Give back the full listing that follows exactly as it reads.

── Extracted material

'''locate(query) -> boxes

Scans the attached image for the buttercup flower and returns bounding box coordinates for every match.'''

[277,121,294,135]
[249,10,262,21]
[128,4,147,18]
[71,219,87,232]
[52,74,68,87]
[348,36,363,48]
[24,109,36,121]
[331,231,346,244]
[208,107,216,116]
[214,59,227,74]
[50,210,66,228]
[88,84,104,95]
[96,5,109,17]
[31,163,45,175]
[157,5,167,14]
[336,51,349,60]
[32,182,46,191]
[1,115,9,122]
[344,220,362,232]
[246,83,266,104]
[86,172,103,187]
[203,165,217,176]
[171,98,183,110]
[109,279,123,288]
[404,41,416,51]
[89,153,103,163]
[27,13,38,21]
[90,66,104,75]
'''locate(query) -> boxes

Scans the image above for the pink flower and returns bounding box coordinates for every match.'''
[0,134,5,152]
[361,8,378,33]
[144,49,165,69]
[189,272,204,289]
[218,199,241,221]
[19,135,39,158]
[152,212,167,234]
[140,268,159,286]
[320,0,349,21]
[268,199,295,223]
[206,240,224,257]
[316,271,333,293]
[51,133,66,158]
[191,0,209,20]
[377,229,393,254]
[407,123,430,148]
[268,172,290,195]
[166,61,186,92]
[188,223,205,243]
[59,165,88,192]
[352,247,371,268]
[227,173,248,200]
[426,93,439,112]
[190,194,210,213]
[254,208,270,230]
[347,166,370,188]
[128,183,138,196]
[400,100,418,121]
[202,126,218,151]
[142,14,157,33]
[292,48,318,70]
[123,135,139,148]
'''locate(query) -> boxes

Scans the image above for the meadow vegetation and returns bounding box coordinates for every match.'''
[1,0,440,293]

────

# Written response
'''locate(query) -> boxes

Scans the attached image for the buttercup flower and returns bounding box coordinates for every match.'''

[277,121,294,135]
[249,10,262,21]
[128,4,147,18]
[71,219,87,232]
[52,74,68,87]
[348,36,363,48]
[24,109,36,121]
[331,231,346,244]
[208,107,216,116]
[214,59,227,74]
[50,210,66,228]
[88,84,104,95]
[96,5,109,17]
[31,163,45,175]
[157,5,167,14]
[336,51,349,60]
[32,182,46,191]
[1,115,9,122]
[344,220,362,232]
[246,83,266,104]
[86,172,103,187]
[203,165,217,176]
[171,98,183,110]
[109,279,123,288]
[404,41,416,51]
[89,153,103,163]
[27,13,38,21]
[90,66,104,75]
'''locate(query) -> boxes

Scans the image above for the pink flower and returns bounding box coordinates for every match.'''
[0,134,5,152]
[361,8,378,33]
[144,49,165,69]
[189,272,204,289]
[218,199,241,221]
[19,135,39,158]
[152,212,167,234]
[140,268,159,286]
[320,0,349,21]
[268,199,295,223]
[206,240,224,257]
[316,271,333,293]
[51,133,66,158]
[191,0,209,20]
[377,229,393,254]
[407,123,430,148]
[268,172,290,195]
[166,61,186,92]
[188,223,205,243]
[59,165,88,192]
[352,247,371,268]
[227,173,248,200]
[426,93,439,112]
[190,194,210,213]
[254,208,270,230]
[347,166,370,188]
[128,183,138,196]
[400,100,418,121]
[202,126,218,151]
[142,14,157,33]
[292,48,318,70]
[123,135,139,148]
'''locate(query) -> boxes

Scans the image above for the meadow vegetation and returns bounding box coordinates for every match.'''
[1,0,440,293]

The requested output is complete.